Exercises:
**a)** List the five kinds of item that the scraper documentation says are extracted as JSON objects.
**b)** Answer these questions using the scraper documentation:
(i) In what format are items extracted?
(ii) What does the `season` argument default to?
(iii) In which folder should new or modified crawlers go?
**c)** Transcribe the part of the scraper documentation that opens with the words containing "1. Fork the" and closes with "Transfermakt games page.".

Passage given:
---

Items are extracted in JSON format with one JSON object per item (confederation, league, club, player or appearance), which get printed to the `stdout`. Samples of extracted data are provided in the [samples](samples) folder.

Check out [transfermarkt-datasets](https://github.com/dcaribou/transfermarkt-datasets) to see `transfermarkt-scraper` in action on a real project.

### arguments

- `parents`: Crawler "parents" are either a file or a piped output with the parent entities. For example, `competitions` is parent of `clubs`, which in turn is a parent of `players`.

- `season`: The season that the crawler is to run for. It defaults to the most recent season.

## config

Check [setting.py](tfmkt/settings.py) for a reference of available configuration options

## contribute

Extending existing crawlers in this project in order to scrape additional data or even creating new crawlers is quite straightforward. If you want to contribute with an enhancement to `transfermarkt-scraper` I suggest that you follow a workflow similar to

1. Fork the repository

2. Modify or add new crawlers to `tfmkt/spiders`. [Here is an example PR](https://github.com/dcaribou/transfermarkt-scraper/pull/25/files) that extends the `games` crawler to scrape a few additional fields from Transfermakt games page.

3. Create a PR with your changes and a short description for the enhancement and send it over :rocket:

It is usually also a good idea to have a short discussion about the enhancement beforehand. If you want to propose a change and collect some feeback before you start coding you can do so by creating an issue with your idea in the [Issues](https://github.com/dcaribou/transfermarkt-scraper/issues) section.

---

(Items listed in a dataset)
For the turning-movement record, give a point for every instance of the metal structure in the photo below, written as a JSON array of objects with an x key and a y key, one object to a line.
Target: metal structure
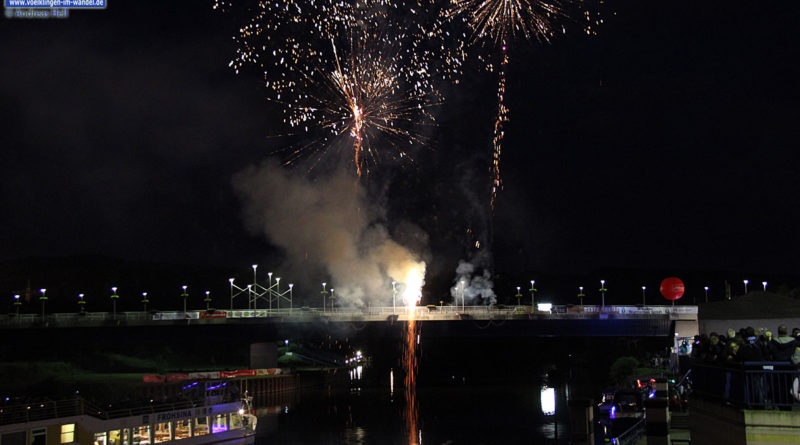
[{"x": 269, "y": 292}]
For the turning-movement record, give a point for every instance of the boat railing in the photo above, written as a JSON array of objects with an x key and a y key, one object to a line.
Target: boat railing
[{"x": 32, "y": 412}]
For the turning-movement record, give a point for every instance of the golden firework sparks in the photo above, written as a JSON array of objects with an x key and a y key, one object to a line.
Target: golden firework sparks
[
  {"x": 500, "y": 22},
  {"x": 374, "y": 88}
]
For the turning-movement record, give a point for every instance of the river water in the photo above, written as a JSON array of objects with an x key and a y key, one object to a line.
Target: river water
[{"x": 367, "y": 408}]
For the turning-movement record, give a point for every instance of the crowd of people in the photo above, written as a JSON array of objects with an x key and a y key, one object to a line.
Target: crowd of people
[{"x": 748, "y": 345}]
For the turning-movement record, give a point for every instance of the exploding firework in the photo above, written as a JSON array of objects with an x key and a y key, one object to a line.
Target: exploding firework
[
  {"x": 414, "y": 279},
  {"x": 349, "y": 74},
  {"x": 500, "y": 22}
]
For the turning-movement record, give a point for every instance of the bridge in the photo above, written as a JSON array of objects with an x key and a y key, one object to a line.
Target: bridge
[{"x": 557, "y": 320}]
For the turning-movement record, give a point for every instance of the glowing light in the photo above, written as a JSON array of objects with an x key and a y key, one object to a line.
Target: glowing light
[
  {"x": 548, "y": 400},
  {"x": 414, "y": 279}
]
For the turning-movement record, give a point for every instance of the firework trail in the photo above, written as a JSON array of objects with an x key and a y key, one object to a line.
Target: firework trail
[
  {"x": 349, "y": 74},
  {"x": 500, "y": 22},
  {"x": 410, "y": 366}
]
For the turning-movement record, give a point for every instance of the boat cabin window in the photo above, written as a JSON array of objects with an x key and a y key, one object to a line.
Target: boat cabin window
[
  {"x": 100, "y": 439},
  {"x": 182, "y": 429},
  {"x": 236, "y": 420},
  {"x": 162, "y": 432},
  {"x": 39, "y": 436},
  {"x": 201, "y": 426},
  {"x": 68, "y": 433},
  {"x": 141, "y": 435},
  {"x": 114, "y": 438},
  {"x": 220, "y": 423}
]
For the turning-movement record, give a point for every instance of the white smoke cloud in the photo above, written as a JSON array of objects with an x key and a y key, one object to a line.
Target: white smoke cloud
[
  {"x": 327, "y": 222},
  {"x": 476, "y": 288}
]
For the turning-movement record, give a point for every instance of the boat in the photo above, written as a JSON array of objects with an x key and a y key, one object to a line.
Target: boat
[{"x": 77, "y": 421}]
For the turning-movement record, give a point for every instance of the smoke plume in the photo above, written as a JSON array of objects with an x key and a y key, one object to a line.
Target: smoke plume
[
  {"x": 476, "y": 288},
  {"x": 328, "y": 223}
]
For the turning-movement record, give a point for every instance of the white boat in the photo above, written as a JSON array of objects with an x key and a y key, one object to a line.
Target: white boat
[{"x": 78, "y": 422}]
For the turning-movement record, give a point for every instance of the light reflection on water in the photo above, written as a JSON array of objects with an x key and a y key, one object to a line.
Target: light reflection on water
[{"x": 449, "y": 413}]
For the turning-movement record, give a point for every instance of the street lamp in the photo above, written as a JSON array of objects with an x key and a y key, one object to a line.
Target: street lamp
[
  {"x": 114, "y": 298},
  {"x": 43, "y": 300},
  {"x": 324, "y": 294},
  {"x": 185, "y": 296},
  {"x": 603, "y": 295}
]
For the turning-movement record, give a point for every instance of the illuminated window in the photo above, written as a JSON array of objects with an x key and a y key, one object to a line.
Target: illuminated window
[
  {"x": 162, "y": 433},
  {"x": 68, "y": 433},
  {"x": 201, "y": 426},
  {"x": 220, "y": 423},
  {"x": 39, "y": 436},
  {"x": 100, "y": 439}
]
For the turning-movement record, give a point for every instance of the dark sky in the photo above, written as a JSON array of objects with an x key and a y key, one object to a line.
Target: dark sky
[{"x": 667, "y": 141}]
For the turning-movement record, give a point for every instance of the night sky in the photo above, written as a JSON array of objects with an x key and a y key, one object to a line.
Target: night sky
[{"x": 668, "y": 141}]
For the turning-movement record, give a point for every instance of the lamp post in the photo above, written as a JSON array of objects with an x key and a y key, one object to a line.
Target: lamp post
[
  {"x": 324, "y": 294},
  {"x": 43, "y": 300},
  {"x": 603, "y": 295},
  {"x": 114, "y": 298},
  {"x": 17, "y": 303},
  {"x": 185, "y": 296},
  {"x": 394, "y": 297}
]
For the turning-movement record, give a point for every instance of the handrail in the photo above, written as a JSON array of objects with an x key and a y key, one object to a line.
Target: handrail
[{"x": 31, "y": 412}]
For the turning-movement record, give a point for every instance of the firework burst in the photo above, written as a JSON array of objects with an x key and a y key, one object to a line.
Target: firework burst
[
  {"x": 502, "y": 21},
  {"x": 355, "y": 74}
]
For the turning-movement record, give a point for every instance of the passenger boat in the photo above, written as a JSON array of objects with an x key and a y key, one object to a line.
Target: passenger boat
[{"x": 76, "y": 421}]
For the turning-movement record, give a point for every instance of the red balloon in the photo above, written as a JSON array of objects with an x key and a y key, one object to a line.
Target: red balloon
[{"x": 672, "y": 288}]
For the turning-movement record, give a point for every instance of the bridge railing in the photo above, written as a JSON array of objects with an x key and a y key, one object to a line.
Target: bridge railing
[
  {"x": 750, "y": 385},
  {"x": 370, "y": 313}
]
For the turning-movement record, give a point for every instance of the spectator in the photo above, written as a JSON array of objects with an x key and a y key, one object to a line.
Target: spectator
[
  {"x": 783, "y": 347},
  {"x": 751, "y": 350}
]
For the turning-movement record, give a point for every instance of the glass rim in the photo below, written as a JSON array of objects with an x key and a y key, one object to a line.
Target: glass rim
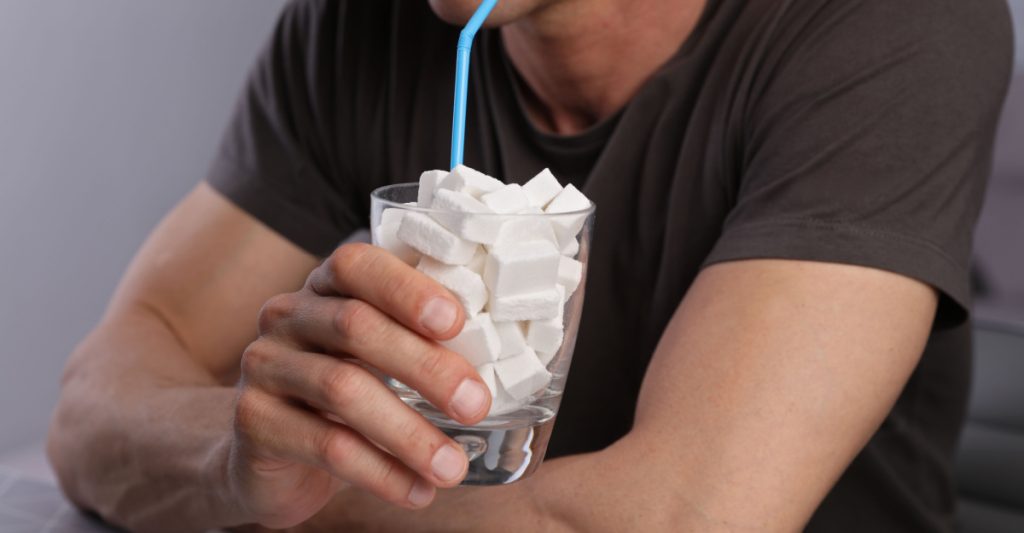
[{"x": 376, "y": 194}]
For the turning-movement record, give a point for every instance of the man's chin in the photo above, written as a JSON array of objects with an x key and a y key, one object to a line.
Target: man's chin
[{"x": 458, "y": 11}]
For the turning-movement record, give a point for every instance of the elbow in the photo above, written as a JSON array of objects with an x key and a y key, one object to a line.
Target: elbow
[{"x": 72, "y": 436}]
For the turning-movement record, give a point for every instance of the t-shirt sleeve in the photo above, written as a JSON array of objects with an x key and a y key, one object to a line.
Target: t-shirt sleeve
[
  {"x": 274, "y": 161},
  {"x": 869, "y": 140}
]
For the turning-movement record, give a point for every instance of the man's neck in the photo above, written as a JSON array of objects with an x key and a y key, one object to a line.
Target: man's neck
[{"x": 584, "y": 59}]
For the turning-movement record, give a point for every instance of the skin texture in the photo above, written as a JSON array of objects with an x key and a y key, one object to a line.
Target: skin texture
[{"x": 226, "y": 383}]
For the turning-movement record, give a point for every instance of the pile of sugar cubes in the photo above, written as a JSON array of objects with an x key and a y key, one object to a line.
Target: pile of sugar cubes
[{"x": 512, "y": 273}]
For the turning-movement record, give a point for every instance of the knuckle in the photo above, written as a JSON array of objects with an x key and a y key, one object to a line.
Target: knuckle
[
  {"x": 435, "y": 363},
  {"x": 389, "y": 479},
  {"x": 254, "y": 358},
  {"x": 418, "y": 441},
  {"x": 275, "y": 310},
  {"x": 248, "y": 410},
  {"x": 353, "y": 319},
  {"x": 344, "y": 386},
  {"x": 338, "y": 448}
]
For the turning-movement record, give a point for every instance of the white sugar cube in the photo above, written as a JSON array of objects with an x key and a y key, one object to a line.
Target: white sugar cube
[
  {"x": 386, "y": 236},
  {"x": 522, "y": 375},
  {"x": 477, "y": 342},
  {"x": 545, "y": 336},
  {"x": 546, "y": 357},
  {"x": 542, "y": 188},
  {"x": 486, "y": 371},
  {"x": 530, "y": 306},
  {"x": 570, "y": 248},
  {"x": 521, "y": 267},
  {"x": 472, "y": 182},
  {"x": 456, "y": 212},
  {"x": 479, "y": 260},
  {"x": 463, "y": 282},
  {"x": 428, "y": 183},
  {"x": 569, "y": 200},
  {"x": 429, "y": 237},
  {"x": 520, "y": 228},
  {"x": 501, "y": 402},
  {"x": 513, "y": 340},
  {"x": 509, "y": 198},
  {"x": 569, "y": 274}
]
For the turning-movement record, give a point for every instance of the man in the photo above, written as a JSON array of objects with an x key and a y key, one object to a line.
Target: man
[{"x": 775, "y": 335}]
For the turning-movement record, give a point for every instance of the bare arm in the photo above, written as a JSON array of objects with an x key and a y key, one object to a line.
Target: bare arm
[
  {"x": 151, "y": 434},
  {"x": 146, "y": 398},
  {"x": 769, "y": 380}
]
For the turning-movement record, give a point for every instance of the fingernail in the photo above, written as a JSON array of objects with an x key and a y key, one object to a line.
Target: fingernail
[
  {"x": 448, "y": 462},
  {"x": 438, "y": 315},
  {"x": 421, "y": 494},
  {"x": 469, "y": 399}
]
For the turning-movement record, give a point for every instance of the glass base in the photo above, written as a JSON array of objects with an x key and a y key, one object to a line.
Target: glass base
[{"x": 501, "y": 449}]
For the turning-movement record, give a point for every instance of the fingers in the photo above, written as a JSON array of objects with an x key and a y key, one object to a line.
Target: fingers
[
  {"x": 365, "y": 404},
  {"x": 341, "y": 325},
  {"x": 374, "y": 275},
  {"x": 271, "y": 426}
]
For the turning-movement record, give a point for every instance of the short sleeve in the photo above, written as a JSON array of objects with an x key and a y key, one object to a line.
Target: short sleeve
[
  {"x": 274, "y": 161},
  {"x": 869, "y": 140}
]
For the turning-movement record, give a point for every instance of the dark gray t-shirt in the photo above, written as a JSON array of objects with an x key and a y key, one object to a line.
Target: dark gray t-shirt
[{"x": 849, "y": 131}]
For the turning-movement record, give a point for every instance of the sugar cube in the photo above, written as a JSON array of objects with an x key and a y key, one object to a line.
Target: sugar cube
[
  {"x": 509, "y": 198},
  {"x": 386, "y": 236},
  {"x": 501, "y": 402},
  {"x": 455, "y": 213},
  {"x": 470, "y": 181},
  {"x": 522, "y": 375},
  {"x": 518, "y": 229},
  {"x": 569, "y": 200},
  {"x": 486, "y": 371},
  {"x": 570, "y": 248},
  {"x": 428, "y": 183},
  {"x": 530, "y": 306},
  {"x": 477, "y": 342},
  {"x": 546, "y": 357},
  {"x": 542, "y": 188},
  {"x": 520, "y": 268},
  {"x": 479, "y": 260},
  {"x": 513, "y": 341},
  {"x": 545, "y": 336},
  {"x": 429, "y": 237},
  {"x": 463, "y": 282},
  {"x": 569, "y": 274}
]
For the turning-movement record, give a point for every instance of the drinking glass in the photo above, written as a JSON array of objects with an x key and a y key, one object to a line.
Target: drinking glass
[{"x": 510, "y": 443}]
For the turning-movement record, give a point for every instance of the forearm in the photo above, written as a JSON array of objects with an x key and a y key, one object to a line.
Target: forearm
[
  {"x": 611, "y": 490},
  {"x": 140, "y": 432}
]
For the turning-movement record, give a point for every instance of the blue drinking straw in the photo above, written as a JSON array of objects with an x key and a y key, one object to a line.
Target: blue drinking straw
[{"x": 462, "y": 79}]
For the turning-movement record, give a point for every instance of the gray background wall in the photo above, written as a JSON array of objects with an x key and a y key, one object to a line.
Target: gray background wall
[{"x": 110, "y": 110}]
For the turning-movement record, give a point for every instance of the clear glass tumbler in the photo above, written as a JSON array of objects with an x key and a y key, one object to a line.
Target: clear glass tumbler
[{"x": 510, "y": 443}]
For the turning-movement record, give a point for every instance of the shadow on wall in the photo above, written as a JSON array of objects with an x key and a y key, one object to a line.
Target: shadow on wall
[{"x": 998, "y": 253}]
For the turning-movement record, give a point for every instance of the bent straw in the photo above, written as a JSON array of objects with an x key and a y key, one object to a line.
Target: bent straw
[{"x": 462, "y": 79}]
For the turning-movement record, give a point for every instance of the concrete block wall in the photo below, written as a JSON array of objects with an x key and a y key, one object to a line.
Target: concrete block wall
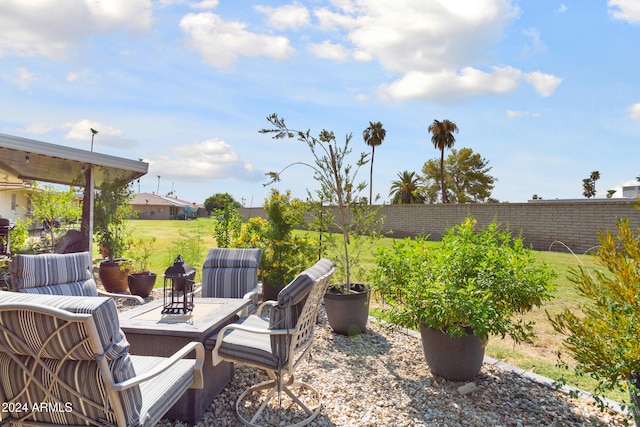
[{"x": 541, "y": 223}]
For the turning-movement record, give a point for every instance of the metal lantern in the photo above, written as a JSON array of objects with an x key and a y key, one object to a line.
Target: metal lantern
[{"x": 178, "y": 287}]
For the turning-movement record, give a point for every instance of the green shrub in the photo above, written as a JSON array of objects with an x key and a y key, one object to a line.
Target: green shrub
[{"x": 477, "y": 279}]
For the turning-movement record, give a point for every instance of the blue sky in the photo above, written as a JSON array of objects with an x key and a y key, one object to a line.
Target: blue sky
[{"x": 546, "y": 91}]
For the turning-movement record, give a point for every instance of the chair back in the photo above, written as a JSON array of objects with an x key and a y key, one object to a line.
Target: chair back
[
  {"x": 297, "y": 309},
  {"x": 230, "y": 272},
  {"x": 53, "y": 274},
  {"x": 64, "y": 353}
]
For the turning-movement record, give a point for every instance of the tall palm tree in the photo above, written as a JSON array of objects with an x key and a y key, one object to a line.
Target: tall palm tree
[
  {"x": 373, "y": 136},
  {"x": 406, "y": 190},
  {"x": 443, "y": 138}
]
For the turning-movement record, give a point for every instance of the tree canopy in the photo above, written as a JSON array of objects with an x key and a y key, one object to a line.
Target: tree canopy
[
  {"x": 220, "y": 201},
  {"x": 467, "y": 178}
]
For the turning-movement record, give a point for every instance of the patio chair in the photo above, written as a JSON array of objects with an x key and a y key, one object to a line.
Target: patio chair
[
  {"x": 278, "y": 344},
  {"x": 57, "y": 274},
  {"x": 65, "y": 361},
  {"x": 232, "y": 273}
]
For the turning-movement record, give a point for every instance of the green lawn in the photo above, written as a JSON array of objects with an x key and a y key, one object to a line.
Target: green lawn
[{"x": 540, "y": 356}]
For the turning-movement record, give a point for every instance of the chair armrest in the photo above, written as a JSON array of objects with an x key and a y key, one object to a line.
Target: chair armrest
[
  {"x": 112, "y": 295},
  {"x": 263, "y": 305},
  {"x": 216, "y": 359},
  {"x": 168, "y": 363}
]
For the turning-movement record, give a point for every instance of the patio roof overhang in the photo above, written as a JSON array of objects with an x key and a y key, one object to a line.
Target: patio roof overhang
[{"x": 33, "y": 160}]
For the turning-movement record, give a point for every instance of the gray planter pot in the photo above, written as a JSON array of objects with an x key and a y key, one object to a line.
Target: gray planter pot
[
  {"x": 348, "y": 313},
  {"x": 455, "y": 359}
]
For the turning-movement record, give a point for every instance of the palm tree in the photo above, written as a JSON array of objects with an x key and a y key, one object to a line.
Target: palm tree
[
  {"x": 443, "y": 138},
  {"x": 406, "y": 190},
  {"x": 373, "y": 136}
]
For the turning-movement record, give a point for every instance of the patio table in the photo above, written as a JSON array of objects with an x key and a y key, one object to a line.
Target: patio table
[{"x": 150, "y": 333}]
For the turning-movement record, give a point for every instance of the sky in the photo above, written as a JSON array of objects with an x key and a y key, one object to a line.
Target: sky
[{"x": 546, "y": 91}]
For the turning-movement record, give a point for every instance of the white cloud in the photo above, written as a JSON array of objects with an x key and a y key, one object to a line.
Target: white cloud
[
  {"x": 291, "y": 16},
  {"x": 434, "y": 46},
  {"x": 545, "y": 84},
  {"x": 625, "y": 10},
  {"x": 81, "y": 131},
  {"x": 23, "y": 78},
  {"x": 38, "y": 128},
  {"x": 221, "y": 42},
  {"x": 536, "y": 42},
  {"x": 513, "y": 114},
  {"x": 634, "y": 111},
  {"x": 449, "y": 84},
  {"x": 54, "y": 26},
  {"x": 204, "y": 4},
  {"x": 328, "y": 50},
  {"x": 209, "y": 160}
]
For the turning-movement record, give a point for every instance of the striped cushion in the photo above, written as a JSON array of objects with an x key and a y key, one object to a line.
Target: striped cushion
[
  {"x": 53, "y": 274},
  {"x": 159, "y": 395},
  {"x": 291, "y": 300},
  {"x": 230, "y": 273},
  {"x": 233, "y": 257},
  {"x": 250, "y": 347},
  {"x": 266, "y": 350},
  {"x": 104, "y": 313},
  {"x": 81, "y": 377},
  {"x": 29, "y": 335}
]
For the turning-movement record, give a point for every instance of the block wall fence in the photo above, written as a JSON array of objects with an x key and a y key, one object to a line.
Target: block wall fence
[{"x": 541, "y": 223}]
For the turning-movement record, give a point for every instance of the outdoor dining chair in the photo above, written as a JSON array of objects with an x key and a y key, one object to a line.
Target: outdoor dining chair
[
  {"x": 57, "y": 274},
  {"x": 277, "y": 345},
  {"x": 65, "y": 361},
  {"x": 232, "y": 273}
]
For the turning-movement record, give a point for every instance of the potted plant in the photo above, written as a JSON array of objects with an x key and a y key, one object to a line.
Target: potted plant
[
  {"x": 141, "y": 280},
  {"x": 349, "y": 214},
  {"x": 111, "y": 211},
  {"x": 603, "y": 336},
  {"x": 284, "y": 254},
  {"x": 459, "y": 292}
]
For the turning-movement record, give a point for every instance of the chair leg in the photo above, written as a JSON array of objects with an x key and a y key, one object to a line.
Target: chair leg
[{"x": 244, "y": 405}]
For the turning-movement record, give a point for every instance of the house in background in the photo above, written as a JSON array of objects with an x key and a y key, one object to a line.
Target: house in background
[
  {"x": 153, "y": 206},
  {"x": 14, "y": 203}
]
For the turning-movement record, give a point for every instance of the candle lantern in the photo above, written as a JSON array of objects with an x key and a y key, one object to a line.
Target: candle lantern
[{"x": 178, "y": 287}]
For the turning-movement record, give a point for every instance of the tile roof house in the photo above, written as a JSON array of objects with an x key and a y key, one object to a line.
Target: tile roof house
[{"x": 153, "y": 206}]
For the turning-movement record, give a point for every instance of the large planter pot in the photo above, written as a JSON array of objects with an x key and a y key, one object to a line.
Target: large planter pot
[
  {"x": 112, "y": 278},
  {"x": 348, "y": 313},
  {"x": 455, "y": 359},
  {"x": 141, "y": 284}
]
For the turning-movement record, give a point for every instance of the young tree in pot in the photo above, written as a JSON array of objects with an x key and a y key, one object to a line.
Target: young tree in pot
[
  {"x": 111, "y": 211},
  {"x": 604, "y": 335},
  {"x": 349, "y": 214},
  {"x": 459, "y": 292}
]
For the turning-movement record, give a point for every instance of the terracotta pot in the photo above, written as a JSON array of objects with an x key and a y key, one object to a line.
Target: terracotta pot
[
  {"x": 141, "y": 284},
  {"x": 454, "y": 359},
  {"x": 348, "y": 313},
  {"x": 112, "y": 278}
]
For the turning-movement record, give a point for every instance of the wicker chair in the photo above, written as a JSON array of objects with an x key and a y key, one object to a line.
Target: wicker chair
[
  {"x": 57, "y": 274},
  {"x": 65, "y": 361},
  {"x": 278, "y": 344}
]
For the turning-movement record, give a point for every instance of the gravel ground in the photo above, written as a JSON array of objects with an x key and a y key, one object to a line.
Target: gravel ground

---

Answers for the tasks:
**a)** confederation, league, club, player, appearance

**b)**
(i) JSON, with one JSON object per item
(ii) The most recent season
(iii) `tfmkt/spiders`

**c)**
1. Fork the repository

2. Modify or add new crawlers to `tfmkt/spiders`. [Here is an example PR](https://github.com/dcaribou/transfermarkt-scraper/pull/25/files) that extends the `games` crawler to scrape a few additional fields from Transfermakt games page.